| THE PROBLEM |
Rewrite the data from the line containing "Pick out the rear side" through the end of the data, both included, keeping every line. Add 27 to each coordinate in the answer points, and leave the sample points in the format lines unchanged.

| INFORMATION SHOWN |

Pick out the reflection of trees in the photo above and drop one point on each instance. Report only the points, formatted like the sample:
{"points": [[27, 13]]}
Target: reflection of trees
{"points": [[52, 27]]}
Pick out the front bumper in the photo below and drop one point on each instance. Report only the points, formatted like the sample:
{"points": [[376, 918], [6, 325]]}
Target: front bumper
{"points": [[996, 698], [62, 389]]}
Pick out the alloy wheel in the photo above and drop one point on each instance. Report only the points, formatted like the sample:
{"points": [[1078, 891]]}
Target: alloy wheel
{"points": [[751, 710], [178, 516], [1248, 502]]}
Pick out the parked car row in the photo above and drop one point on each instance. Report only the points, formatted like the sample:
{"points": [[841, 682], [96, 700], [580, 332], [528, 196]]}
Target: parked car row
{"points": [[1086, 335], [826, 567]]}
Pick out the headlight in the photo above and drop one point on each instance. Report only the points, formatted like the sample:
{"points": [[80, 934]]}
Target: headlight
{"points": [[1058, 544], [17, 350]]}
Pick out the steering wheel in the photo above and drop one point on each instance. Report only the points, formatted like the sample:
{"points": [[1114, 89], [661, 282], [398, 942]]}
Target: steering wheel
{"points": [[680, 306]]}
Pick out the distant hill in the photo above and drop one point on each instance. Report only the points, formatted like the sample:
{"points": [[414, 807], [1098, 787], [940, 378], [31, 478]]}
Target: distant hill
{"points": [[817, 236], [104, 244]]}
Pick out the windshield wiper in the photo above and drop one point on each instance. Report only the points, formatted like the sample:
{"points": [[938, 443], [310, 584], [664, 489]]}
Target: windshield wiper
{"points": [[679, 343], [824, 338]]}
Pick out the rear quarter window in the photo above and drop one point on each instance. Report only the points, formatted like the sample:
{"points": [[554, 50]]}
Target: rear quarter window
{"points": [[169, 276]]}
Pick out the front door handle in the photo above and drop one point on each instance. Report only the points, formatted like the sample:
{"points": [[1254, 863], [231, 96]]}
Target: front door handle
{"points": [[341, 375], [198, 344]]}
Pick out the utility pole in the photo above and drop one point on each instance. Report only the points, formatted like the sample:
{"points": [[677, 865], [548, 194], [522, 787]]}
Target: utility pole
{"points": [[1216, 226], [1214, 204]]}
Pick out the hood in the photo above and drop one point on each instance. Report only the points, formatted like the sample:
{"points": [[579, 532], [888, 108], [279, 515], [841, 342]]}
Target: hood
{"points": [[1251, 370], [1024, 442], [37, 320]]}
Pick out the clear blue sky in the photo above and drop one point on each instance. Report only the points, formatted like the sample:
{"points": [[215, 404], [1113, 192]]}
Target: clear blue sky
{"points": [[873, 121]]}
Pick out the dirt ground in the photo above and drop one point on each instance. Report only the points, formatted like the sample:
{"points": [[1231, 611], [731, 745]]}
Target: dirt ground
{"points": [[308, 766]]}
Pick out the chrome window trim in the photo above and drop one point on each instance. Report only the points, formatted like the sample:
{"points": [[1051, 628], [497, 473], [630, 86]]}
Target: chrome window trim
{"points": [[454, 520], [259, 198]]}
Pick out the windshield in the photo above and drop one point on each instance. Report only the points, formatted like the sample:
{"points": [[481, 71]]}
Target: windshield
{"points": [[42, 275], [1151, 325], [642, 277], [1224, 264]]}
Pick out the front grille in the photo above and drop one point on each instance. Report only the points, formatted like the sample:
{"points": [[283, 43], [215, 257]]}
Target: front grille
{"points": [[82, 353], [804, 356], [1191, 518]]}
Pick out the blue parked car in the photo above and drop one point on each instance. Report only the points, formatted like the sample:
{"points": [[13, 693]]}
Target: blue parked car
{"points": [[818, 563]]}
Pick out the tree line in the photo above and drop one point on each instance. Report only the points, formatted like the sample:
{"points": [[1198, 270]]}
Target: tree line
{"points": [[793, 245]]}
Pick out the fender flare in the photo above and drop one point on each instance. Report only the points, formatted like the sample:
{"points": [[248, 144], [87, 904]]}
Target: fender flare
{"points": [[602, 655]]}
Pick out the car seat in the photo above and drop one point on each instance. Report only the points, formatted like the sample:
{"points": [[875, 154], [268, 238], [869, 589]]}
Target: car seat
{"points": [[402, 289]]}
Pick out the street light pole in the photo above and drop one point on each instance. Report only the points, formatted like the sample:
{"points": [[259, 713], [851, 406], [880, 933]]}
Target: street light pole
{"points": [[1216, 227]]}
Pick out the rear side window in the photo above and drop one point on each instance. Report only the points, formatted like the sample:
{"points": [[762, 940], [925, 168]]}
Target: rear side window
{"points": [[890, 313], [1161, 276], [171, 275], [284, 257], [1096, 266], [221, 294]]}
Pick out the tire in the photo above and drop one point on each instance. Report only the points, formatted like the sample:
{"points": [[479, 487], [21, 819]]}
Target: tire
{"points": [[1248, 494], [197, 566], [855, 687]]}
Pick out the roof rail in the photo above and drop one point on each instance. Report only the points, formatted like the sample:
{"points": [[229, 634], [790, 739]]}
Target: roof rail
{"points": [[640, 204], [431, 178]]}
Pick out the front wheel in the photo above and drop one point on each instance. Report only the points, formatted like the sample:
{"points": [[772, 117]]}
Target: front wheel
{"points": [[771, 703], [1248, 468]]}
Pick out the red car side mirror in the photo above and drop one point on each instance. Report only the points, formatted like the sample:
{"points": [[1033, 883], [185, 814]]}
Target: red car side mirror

| SOLUTION BELOW |
Pick out the rear side window in the photo above and drop one point on each instance. Report only the points, formatted like the sample:
{"points": [[762, 940], [925, 168]]}
Target: rear side window
{"points": [[917, 340], [1188, 303], [198, 302], [311, 284], [1123, 293], [248, 321]]}
Pick out the tire in the photo above and drop one point on each instance. Report only the points, formatted like the sample:
{"points": [[479, 487], [21, 819]]}
Target: tire
{"points": [[1275, 521], [224, 593], [882, 714]]}
Pick out the roof rail in the photo above and drop one point on each instance. Report only the points, formatted like the sample:
{"points": [[229, 634], [790, 739]]}
Target: roof rail
{"points": [[667, 231], [458, 205]]}
Pick out the front wheel in the photo above and drop one point on each instance. Report only the points, formatted like the sample:
{"points": [[772, 117]]}
Target: front wheel
{"points": [[798, 730], [1275, 495]]}
Pick out the red car side mirror in the photo above and drop one point on each instance. Report only the points, formatted like the sample:
{"points": [[1033, 883], [185, 814]]}
Target: red car side mirror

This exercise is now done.